● Excerpt to read
◇ ◇ ◇ ◇ ◇

Glenlivet 1938 (40%, Gordon & MacPhail, 75cl, 1980s)

Glenlivet 1938 (40%, Gordon & MacPhail, 75cl, 1980s)Five stars I already tried some earlier versions of this pre-war gem from a 75.7cl bottle. Great whisky! (WF 92). Colour: gold. Nose: h.u.r.r.a.y. Astounding combination of old herbal liqueurs and overripe fruits (I get bananas, how strange, then apricots, plums and mandarins), marzipan, vetiver, sandalwood, orange blossom water, olive oil… Truly symphonic despite the low strength – it’s no big nose, obviously. Could be some very old Sauternes, in a way… It’s all wonderfully delicate. Let’s only hope the palate will stay the course!... Also a little incense and even coconut. Mouth: we aren’t too far from the 1967 (only thirty years, after all). It’s certainly a little smoky, a little liqueury as well (Cointreau), it’s got a tarry and resinous side as well, then we have more classic notes of sultanas, figs, honey cake, kumquats and maybe ore or two litchis in syrup. What’s also amazing is the fact that there’s absolutely no drying oak, despite the fact that this wonderful baby must be around 45 years of age or more. I’d add that some parts are similar to G&M’s recent and much acclaimed Glenlivet 70yo. The honeyness never stops growing, together with a little tobacco that comes playing with you. Finish: medium long, candied and fruity. Oranges dipped into chocolate and a good slice of honey cake. A little cough syrup in the aftertaste, always very nice – not only in winter – as well as a slightly smoky side, like all pre-war malts. Comments: quite a stunner, unsurprisingly. Amazing balance and complexity. Same extremely high level as the Peter Dominic, although the 1938 has much less peat. SGP:542 - 93 points.

More tasting notes Check the index of all Glenlivet I've tasted so far



Block Today: JAZZ. Some wonderful piano solo by master Ran Blake. Track: Oh, Where's My Bess?. Please visit Ran Blake's website and buy his music...

February 12, 2013


Tasting Glenlivet, old, very old
and extremely old

Glenlivet 18 yo (43%, OB, +/- 2012)

Glenlivet 18 yo (43%, OB, +/- 2012) Three stars and a half Another OB that I like to follow every two or three years. Colour: deep gold. Nose: I think it improved. It’s delicate and rounded, all on ripe plums, honey, milk chocolate, touches of mint, nectar, orange blossom and then whiffs of old roses and incense. Ultra-classic; let’s only hope the palate won’t be weakish… Mouth: sure a tad more powa would help it, but otherwise it’s a very fine all-rounder, extremely well balanced between the honey, cereals, raisins, oranges, liquorice (hints) and a few tiny kumquats. Becomes a little thin after a few seconds but we don’t always need full power, do we? Finish: a little short but clean, very slightly smoky. Honey and toasted brioche. Comments: really, I think it improved and it became more than a ‘super-Chivas Regal’. Very drinkable. SGP:541 - 84 points.

Glenlivet 1982/2012 (52.5%, Berry Bros & Rudd, cask #6669)

◇ ◇ ◇ ◇ ◇

● Required tasks
1 > Print a passage from the Glenlivet tasting notes exactly, beginning at the words "Glenlivet 18 yo (43%, OB, +/- 2012) Three" and stopping after the words "- 84 points.".
2 > Carry on with the Glenlivet tasting notes, starting right after their last line.

● Records
◇ ◇ ◇ ◇ ◇

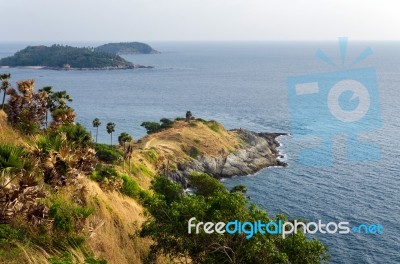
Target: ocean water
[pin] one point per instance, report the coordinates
(244, 85)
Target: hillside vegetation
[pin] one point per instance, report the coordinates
(59, 56)
(127, 48)
(62, 202)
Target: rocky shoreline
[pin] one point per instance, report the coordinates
(135, 66)
(258, 151)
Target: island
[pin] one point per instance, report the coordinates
(65, 198)
(60, 57)
(124, 48)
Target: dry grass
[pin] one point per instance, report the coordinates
(116, 240)
(197, 134)
(7, 134)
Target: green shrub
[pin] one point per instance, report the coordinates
(66, 215)
(91, 260)
(213, 125)
(75, 133)
(194, 152)
(8, 234)
(129, 187)
(107, 153)
(151, 155)
(103, 172)
(154, 127)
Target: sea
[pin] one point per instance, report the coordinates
(245, 85)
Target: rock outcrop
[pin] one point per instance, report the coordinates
(257, 151)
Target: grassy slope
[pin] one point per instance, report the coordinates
(175, 144)
(114, 240)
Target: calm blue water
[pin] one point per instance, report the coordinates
(244, 85)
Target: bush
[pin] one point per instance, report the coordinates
(75, 133)
(151, 155)
(107, 153)
(129, 187)
(213, 125)
(194, 152)
(154, 127)
(121, 182)
(8, 234)
(66, 216)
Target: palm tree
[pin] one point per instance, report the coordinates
(110, 129)
(50, 100)
(96, 123)
(60, 100)
(123, 138)
(5, 84)
(188, 116)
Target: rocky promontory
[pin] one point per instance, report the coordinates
(260, 150)
(206, 147)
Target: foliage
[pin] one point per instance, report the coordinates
(110, 129)
(123, 138)
(239, 189)
(68, 216)
(189, 116)
(11, 156)
(168, 227)
(5, 84)
(194, 152)
(205, 185)
(75, 133)
(63, 158)
(27, 110)
(112, 180)
(96, 123)
(107, 153)
(57, 56)
(8, 234)
(151, 155)
(213, 125)
(62, 116)
(129, 186)
(166, 190)
(154, 127)
(126, 48)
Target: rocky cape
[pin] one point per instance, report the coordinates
(260, 150)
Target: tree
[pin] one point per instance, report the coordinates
(123, 138)
(110, 129)
(60, 100)
(154, 127)
(5, 84)
(151, 127)
(27, 109)
(50, 102)
(188, 116)
(170, 211)
(57, 105)
(96, 123)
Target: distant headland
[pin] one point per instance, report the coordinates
(124, 48)
(63, 57)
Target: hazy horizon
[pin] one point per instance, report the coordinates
(205, 20)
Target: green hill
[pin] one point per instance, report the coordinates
(127, 48)
(59, 56)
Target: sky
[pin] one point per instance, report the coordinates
(198, 20)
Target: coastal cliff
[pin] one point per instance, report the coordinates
(207, 147)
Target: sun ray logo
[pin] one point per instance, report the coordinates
(341, 102)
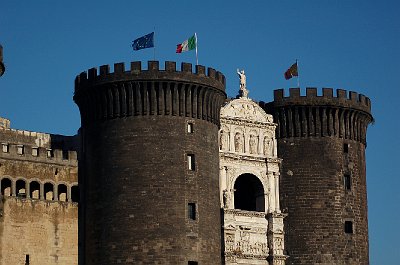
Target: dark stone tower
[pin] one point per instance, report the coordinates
(149, 164)
(322, 141)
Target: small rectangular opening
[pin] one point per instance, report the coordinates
(348, 227)
(192, 211)
(20, 149)
(191, 162)
(347, 182)
(346, 148)
(189, 127)
(5, 148)
(50, 153)
(65, 154)
(35, 151)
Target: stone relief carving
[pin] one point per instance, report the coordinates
(268, 146)
(253, 142)
(224, 141)
(246, 110)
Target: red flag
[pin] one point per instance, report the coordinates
(292, 71)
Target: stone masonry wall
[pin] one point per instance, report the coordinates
(46, 231)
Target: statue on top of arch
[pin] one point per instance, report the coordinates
(243, 92)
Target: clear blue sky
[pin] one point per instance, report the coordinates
(352, 45)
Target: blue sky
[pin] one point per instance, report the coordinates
(352, 45)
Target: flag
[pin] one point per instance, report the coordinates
(187, 45)
(292, 71)
(147, 41)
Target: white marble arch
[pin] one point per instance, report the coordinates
(262, 180)
(244, 117)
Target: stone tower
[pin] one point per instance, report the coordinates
(322, 141)
(149, 164)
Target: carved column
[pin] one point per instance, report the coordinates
(232, 139)
(276, 242)
(276, 178)
(271, 192)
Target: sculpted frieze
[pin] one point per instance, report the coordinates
(245, 109)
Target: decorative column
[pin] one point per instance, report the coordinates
(276, 242)
(277, 206)
(272, 195)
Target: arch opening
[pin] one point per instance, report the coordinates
(249, 193)
(75, 194)
(62, 192)
(20, 188)
(6, 187)
(34, 188)
(48, 191)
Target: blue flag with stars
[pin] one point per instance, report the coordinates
(147, 41)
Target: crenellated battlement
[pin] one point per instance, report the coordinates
(344, 115)
(137, 72)
(17, 151)
(342, 98)
(103, 95)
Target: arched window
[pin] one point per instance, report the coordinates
(34, 188)
(48, 191)
(249, 193)
(6, 187)
(20, 188)
(75, 194)
(62, 192)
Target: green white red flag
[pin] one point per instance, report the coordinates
(187, 45)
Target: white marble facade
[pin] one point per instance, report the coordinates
(249, 185)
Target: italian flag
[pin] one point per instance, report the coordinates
(187, 45)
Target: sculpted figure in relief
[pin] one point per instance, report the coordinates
(224, 140)
(253, 144)
(268, 146)
(238, 143)
(243, 91)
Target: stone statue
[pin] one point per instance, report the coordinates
(224, 140)
(253, 144)
(243, 90)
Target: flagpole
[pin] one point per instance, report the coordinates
(197, 59)
(298, 74)
(154, 44)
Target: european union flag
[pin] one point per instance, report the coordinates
(147, 41)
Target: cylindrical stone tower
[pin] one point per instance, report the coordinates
(322, 141)
(149, 164)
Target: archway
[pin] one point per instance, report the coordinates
(249, 193)
(6, 187)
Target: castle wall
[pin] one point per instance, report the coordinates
(39, 195)
(45, 231)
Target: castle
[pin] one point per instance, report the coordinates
(173, 172)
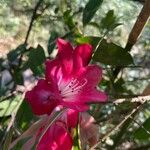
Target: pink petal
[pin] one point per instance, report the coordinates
(76, 104)
(53, 72)
(56, 138)
(42, 98)
(72, 118)
(89, 131)
(65, 51)
(82, 55)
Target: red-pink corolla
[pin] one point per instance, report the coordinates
(69, 81)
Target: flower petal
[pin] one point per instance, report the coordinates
(43, 98)
(89, 131)
(82, 55)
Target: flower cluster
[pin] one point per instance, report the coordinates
(71, 83)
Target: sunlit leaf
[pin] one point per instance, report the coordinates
(112, 54)
(90, 9)
(9, 106)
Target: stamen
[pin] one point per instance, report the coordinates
(73, 87)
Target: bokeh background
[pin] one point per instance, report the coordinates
(22, 63)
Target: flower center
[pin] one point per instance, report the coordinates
(73, 87)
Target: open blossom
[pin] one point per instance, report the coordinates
(69, 81)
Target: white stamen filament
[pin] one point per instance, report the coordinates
(73, 87)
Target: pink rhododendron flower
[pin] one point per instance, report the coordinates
(69, 81)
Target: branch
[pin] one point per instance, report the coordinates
(141, 99)
(139, 25)
(34, 16)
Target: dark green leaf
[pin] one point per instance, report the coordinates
(36, 60)
(141, 134)
(112, 54)
(51, 41)
(110, 21)
(13, 55)
(24, 116)
(90, 9)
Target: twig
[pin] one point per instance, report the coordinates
(139, 99)
(140, 125)
(34, 16)
(127, 117)
(139, 25)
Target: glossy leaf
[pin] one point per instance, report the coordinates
(90, 9)
(13, 55)
(24, 116)
(36, 59)
(9, 106)
(110, 21)
(112, 54)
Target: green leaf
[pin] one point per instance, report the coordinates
(90, 9)
(9, 106)
(24, 116)
(112, 54)
(51, 41)
(110, 21)
(69, 19)
(141, 134)
(13, 55)
(36, 60)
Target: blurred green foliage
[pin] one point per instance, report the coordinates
(105, 25)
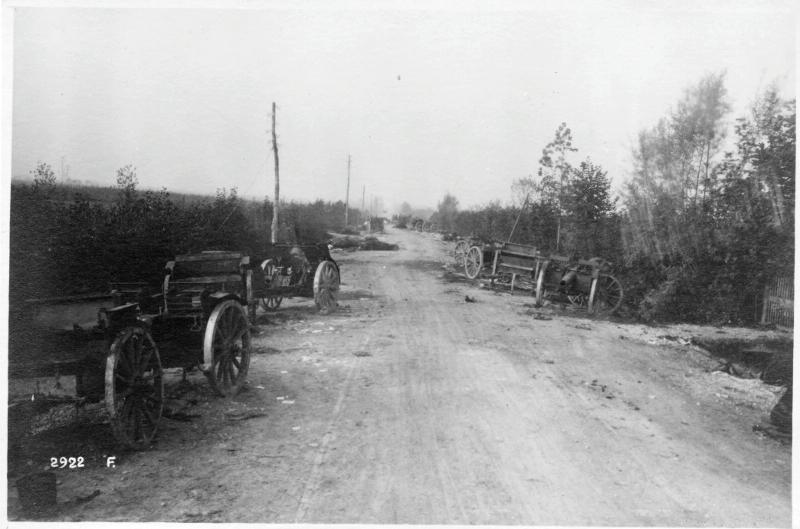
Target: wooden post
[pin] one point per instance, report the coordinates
(347, 196)
(275, 206)
(524, 205)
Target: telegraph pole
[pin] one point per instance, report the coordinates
(347, 196)
(274, 231)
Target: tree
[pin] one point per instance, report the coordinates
(127, 181)
(446, 212)
(672, 176)
(588, 206)
(554, 171)
(44, 179)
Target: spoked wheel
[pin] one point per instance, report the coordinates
(577, 300)
(326, 286)
(134, 387)
(473, 262)
(226, 348)
(271, 302)
(605, 296)
(460, 252)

◇ ◇ ◇ ◇ ◇

● Answers to each task
1 >
Glenlivet 18 yo (43%, OB, +/- 2012) Three stars and a half Another OB that I like to follow every two or three years. Colour: deep gold. Nose: I think it improved. It’s delicate and rounded, all on ripe plums, honey, milk chocolate, touches of mint, nectar, orange blossom and then whiffs of old roses and incense. Ultra-classic; let’s only hope the palate won’t be weakish… Mouth: sure a tad more powa would help it, but otherwise it’s a very fine all-rounder, extremely well balanced between the honey, cereals, raisins, oranges, liquorice (hints) and a few tiny kumquats. Becomes a little thin after a few seconds but we don’t always need full power, do we? Finish: a little short but clean, very slightly smoky. Honey and toasted brioche. Comments: really, I think it improved and it became more than a ‘super-Chivas Regal’. Very drinkable. SGP:541 - 84 points.

2 >
Glenlivet 1982/2012 (52.5%, Berry Bros & Rudd, cask #6669) Three stars and a half Colour: gold. Nose: I know this baby is 30 years old but it’s almost like the official 18 that we just had, only at a higher strength. Everything’s there, incense, flower nectar, plums, honey, malt, chocolate… With water: it’s the orangey side that comes out more. Maybe also more roses, sandalwood... Mouth (neat): and once again, a carbon-copy of the 18 with more power. Maybe more oranges as well. With water: same, louder oranges and apples. It’s even a notch younger than the 18 on the palate. Finish: long but a little narrower. Comments: I can’t see why and how I would give this very nice baby a different score. SGP:541 - 84 points.

Good, let’s go back in time, with two 1977s…

Glenlivet 33 yo 1977/2010 (46%, Mo Or Collection, bourbon hogshead, cask #13141, 274 bottles)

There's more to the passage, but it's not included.